(Stored records)
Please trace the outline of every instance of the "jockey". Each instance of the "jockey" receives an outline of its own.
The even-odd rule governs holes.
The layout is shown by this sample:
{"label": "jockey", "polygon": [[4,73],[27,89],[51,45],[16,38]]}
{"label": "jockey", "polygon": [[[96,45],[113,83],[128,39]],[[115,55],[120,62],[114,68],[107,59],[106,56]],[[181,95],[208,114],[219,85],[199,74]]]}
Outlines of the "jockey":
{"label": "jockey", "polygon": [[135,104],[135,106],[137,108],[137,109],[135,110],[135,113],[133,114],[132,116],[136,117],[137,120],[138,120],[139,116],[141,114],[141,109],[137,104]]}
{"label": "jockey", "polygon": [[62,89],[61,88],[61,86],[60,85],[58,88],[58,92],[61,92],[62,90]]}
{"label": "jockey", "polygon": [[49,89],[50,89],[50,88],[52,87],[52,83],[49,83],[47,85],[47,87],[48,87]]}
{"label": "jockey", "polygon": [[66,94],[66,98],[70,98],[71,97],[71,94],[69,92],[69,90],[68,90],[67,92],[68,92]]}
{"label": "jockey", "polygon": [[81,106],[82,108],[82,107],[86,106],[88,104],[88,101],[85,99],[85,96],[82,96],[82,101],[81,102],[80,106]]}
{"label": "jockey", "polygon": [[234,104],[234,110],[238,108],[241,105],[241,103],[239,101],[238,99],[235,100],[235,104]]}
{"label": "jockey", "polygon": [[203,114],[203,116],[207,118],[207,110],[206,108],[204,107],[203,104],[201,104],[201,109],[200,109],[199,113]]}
...
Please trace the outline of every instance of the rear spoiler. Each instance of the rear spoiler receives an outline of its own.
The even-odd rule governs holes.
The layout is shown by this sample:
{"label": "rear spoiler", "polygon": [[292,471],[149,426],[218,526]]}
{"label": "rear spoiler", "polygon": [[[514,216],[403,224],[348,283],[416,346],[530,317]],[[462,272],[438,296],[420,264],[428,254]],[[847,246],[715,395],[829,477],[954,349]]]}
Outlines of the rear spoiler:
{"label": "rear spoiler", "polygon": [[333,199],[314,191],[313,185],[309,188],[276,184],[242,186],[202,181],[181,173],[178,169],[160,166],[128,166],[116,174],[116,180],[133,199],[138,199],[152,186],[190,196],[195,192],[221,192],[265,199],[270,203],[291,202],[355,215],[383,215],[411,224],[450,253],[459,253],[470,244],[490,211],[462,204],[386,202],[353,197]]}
...
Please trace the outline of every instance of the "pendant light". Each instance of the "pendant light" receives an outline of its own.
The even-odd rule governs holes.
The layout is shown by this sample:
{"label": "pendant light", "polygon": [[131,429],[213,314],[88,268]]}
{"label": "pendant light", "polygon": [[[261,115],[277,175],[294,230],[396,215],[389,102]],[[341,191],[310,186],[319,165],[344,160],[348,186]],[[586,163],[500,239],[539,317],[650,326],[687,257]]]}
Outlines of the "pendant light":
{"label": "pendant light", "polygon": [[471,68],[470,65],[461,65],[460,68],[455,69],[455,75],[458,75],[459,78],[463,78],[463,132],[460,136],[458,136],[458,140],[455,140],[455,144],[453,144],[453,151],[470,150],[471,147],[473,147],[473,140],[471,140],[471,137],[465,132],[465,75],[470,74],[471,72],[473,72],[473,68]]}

Exercise task:
Copy out the entries from the line containing "Please trace the outline of every instance of the rear" through the line containing "Outlines of the rear", keeping every character the same.

Answer to the problem:
Please trace the outline of every instance of the rear spoiler. Each instance of the rear spoiler receives an outline of its own.
The even-odd rule governs holes.
The layout is shown by this sample:
{"label": "rear spoiler", "polygon": [[292,471],[149,426],[218,526]]}
{"label": "rear spoiler", "polygon": [[[514,216],[403,224],[348,283],[416,346],[530,317]],[[462,272],[438,296],[420,264],[428,254]],[[847,246],[715,395],[829,477],[954,349]]]}
Outlines of the rear spoiler:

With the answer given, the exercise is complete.